REQUIRED TASKS
• A. Answer these questions about the post on Genly and Estraven, using only what it states:
(i) What nickname does the community at the farm give Genly?
(ii) Where do Genly and Estraven decide to go so they won't be detected?
(iii) According to the first discussion question, what causes the deaths of the Pulefen Farm workers?
• B. Carry on the post about Genly and Estraven from its final sentence.

PASSAGE PROVIDED
== Segment start ==

Monday, April 21, 2014

The Return of Estraven

We stowed the wheels, uncapped the sledge-runners, put on our skis, and took off – down, north, onward, into that silent vastness of fire and ice that said in enormous letters of black and white DEATH, DEATH, written right across a continent. The sledge pulled like a feather, and we laughed with joy.

Our suspicions about the Orgota are entirely justified when we learn that Genly is locked up in a frigid steel cage and hauled off to a “Farm.” Although he was betrayed by Obsle, Shusgis, and the Sarf, Genly does maintain that there is a certain homely kindness among the people: they are “uncomplaining, unhopeful,” he mentions. Indeed, the silent compassion of his fellow “convicts” is what keeps him sane. He arrives at the farm in an almost dreamlike stupor. He is ostracized by the community, nicknamed “The Pervert,” and continuously injected with kemmer-supressing drugs although he is of a different species. His fortune almost entirely vanishes until Estraven conveniently forges a few papers and rescues Genly, capitalizing upon the Orgota’s inattention to detail and outright laziness.

When Genly finally recovers from his chemical daze and persistent illness, him and Estraven decide that they must brave the northern glaciers in order to avoid being detected. Realizing that he was wrong to mistrust Estraven, Genly finally apologizes to his companion. The two are now wanted by opposing factions. As Genly Ai flees his fate, it seems as though Estraven is slowly making his way towards the inevitable terminus of his.

A few discussion questions:

1) The Pulefen Farm is aituated in a cold, dreary environment. The workers there are not fatally strained, Genly mentions, and the labor is not as taxing as he thought it would be (i.e., the workers don’t drop dead from working, but from disease). In addition, the workers are subjected to drug trials and experimentation. Would it be mistaken to possibly draw a comparison between Pulefen Farm and a Russian gulag? How substantial is the “Cold War” allegory in this science-fiction novel?

== Segment end ==

Free-text object descriptions
== Segment start ==

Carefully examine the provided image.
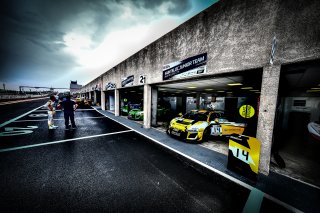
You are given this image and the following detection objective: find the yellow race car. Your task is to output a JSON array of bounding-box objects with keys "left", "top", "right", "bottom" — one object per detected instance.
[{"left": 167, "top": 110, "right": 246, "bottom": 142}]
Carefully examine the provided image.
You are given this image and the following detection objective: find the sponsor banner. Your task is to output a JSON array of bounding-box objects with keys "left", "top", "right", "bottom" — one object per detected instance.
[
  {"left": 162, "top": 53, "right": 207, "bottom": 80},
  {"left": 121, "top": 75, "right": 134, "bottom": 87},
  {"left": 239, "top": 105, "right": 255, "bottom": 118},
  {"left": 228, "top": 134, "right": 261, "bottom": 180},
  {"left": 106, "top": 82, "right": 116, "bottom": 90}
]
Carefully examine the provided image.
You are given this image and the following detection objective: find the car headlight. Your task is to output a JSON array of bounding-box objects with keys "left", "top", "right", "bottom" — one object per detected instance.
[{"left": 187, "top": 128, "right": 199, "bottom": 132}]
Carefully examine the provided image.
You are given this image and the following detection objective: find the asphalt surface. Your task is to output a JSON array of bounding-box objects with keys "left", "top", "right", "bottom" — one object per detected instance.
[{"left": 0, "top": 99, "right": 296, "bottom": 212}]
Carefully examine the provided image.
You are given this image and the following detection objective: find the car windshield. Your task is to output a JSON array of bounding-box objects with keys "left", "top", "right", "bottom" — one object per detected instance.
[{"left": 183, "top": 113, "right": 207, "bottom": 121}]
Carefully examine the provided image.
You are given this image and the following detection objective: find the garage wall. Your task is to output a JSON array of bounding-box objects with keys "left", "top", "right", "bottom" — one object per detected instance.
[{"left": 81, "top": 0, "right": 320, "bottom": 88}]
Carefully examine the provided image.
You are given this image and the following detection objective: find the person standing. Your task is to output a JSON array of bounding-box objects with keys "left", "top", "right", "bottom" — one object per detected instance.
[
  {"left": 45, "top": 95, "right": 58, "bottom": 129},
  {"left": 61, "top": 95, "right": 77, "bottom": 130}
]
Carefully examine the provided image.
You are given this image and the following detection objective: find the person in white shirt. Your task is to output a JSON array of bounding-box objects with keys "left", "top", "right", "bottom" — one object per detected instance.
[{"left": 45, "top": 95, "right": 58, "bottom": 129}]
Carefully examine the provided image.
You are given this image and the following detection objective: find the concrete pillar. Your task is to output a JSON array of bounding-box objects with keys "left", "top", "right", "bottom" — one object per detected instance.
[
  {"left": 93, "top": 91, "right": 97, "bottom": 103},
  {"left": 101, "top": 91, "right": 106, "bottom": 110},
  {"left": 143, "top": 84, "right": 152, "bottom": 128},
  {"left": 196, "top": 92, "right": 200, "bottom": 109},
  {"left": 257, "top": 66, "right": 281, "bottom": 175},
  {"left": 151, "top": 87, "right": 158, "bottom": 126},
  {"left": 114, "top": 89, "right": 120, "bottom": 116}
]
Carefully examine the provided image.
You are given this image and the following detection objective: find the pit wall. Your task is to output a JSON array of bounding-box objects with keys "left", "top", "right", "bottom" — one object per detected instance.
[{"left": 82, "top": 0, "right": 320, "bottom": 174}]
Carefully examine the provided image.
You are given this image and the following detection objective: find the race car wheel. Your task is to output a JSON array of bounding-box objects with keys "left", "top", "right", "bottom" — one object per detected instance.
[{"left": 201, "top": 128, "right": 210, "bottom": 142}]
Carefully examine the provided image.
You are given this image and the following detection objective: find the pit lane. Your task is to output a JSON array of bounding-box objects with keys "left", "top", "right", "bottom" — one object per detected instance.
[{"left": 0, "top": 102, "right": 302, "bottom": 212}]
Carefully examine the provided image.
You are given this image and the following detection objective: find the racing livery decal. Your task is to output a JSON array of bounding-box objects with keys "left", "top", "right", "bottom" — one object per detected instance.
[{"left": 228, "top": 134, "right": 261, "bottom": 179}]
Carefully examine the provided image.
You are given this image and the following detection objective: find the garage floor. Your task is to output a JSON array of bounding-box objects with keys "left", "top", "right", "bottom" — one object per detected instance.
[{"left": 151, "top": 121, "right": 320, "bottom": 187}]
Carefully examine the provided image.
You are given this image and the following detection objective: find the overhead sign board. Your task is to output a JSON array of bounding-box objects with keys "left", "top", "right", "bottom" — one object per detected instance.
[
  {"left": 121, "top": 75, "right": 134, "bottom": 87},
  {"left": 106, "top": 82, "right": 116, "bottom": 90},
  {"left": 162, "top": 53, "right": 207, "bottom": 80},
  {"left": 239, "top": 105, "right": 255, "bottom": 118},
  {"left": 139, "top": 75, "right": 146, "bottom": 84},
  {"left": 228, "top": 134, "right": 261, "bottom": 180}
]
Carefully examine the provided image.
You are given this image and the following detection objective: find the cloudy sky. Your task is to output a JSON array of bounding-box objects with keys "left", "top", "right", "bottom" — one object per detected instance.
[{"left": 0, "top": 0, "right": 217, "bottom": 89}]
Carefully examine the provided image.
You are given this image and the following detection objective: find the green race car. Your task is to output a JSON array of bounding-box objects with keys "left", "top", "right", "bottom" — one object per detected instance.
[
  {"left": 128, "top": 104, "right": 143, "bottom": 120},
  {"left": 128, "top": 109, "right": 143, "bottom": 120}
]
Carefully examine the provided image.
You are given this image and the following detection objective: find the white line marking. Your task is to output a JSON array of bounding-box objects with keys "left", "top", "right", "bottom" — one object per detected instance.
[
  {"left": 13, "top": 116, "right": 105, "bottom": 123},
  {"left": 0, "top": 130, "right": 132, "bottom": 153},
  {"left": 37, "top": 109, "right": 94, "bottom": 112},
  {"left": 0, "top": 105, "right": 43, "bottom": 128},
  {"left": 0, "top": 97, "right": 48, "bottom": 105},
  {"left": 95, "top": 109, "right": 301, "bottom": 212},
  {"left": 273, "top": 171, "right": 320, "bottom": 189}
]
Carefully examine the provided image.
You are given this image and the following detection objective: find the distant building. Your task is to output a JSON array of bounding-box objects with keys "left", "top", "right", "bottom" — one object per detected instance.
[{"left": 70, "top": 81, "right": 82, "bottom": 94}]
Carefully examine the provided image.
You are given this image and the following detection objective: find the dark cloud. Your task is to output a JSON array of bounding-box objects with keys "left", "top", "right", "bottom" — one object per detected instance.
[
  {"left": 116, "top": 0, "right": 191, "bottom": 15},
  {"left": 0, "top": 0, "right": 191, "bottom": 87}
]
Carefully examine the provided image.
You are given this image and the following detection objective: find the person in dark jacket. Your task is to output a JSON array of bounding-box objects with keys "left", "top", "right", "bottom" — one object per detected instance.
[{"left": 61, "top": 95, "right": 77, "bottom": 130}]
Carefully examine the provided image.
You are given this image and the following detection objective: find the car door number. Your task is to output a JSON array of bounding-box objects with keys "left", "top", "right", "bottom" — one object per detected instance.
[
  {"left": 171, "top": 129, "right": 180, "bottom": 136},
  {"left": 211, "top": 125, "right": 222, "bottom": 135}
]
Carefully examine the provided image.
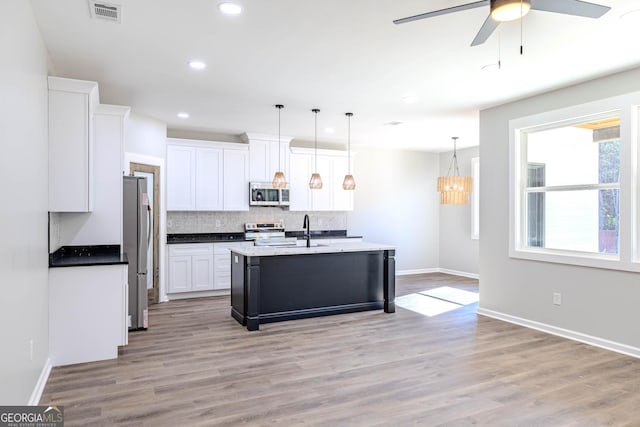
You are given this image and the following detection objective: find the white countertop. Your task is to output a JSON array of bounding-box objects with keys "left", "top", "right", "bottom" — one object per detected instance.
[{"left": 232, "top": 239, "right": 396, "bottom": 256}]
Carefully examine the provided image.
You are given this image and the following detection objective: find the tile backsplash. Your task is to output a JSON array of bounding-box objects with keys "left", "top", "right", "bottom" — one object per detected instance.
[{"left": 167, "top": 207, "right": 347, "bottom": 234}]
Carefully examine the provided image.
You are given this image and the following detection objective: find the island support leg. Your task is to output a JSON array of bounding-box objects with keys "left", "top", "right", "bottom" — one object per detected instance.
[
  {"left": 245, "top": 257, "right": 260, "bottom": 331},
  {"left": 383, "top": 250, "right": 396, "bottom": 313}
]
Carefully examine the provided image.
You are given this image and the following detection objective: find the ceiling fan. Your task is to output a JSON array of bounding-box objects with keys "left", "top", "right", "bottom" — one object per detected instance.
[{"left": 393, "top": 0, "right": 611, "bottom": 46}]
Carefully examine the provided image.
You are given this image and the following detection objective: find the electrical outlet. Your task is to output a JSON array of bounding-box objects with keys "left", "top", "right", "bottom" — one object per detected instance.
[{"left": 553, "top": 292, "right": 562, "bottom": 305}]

== Segment end ==

RESPONSES BY TASK
• A.
(i) "The Pervert"
(ii) Across the northern glaciers
(iii) Disease, not the work itself

• B.
2) Has Genly made the right decision in trusting Estraven? Was Estraven right all along, or is there some ulterior motive behind his actions?


3) Can either side – Karhide or Orgoreyn – be trusted? Is Genly essentially preaching to the wrong choir? (The Foretellers would say no, but, as readers, we’re allowed to disagree.)

1 comment:

  1. Can Karhide or Orgoreyn be trusted? Or, for that matter, can the Ekumen?
    Is the trustworthiness of nations reflected in interpersonal bonds? Through treaties? The final section of Le Guin's novel suggests that the envoy is sent on a solitary mission just to disrupt notions of collective (or nationalist) accountability. Genly offers the following meditation on why the Ekumen might load the full burden of its mission onto the shoulders on a single space-prophet from the skies: "Alone, the relationship I finally make, if I make one, is not impersonal and not only political: it is individual, it is personal, it is both more and less than political."
    Genly spends the first 2/3 of the novel distrusting the one person who trusts him completely: and the climactic section of the novel is just the overcoming of this distrust -- not to form an undifferentiated whole (or to fall into the "easy" compatibility of sexuality) -- but to establish an "I-Thou" relationship predicated on difference. (A difference whose shores can be bridged by mindspeech?)
    The final chapter of the novel pulls us back into the political world -- but only after having passed through the crucible of the personal (Genly and Estraven as two dark scratches in a universe of un-shadow, sharing a single stove as a common heart).
    I wonder how this establishment of interpersonal trust relates to the larger political forces at work in the novel. Are they compatible?
    As the novel ends, Estraven is still branded a "traitor" -- someone who cannot be "trusted." One is tempted to assert the sovereignty of the personal here: "What does it matter what fools (and kings) call him?"
    But Estraven's parent reminds us: "It matters."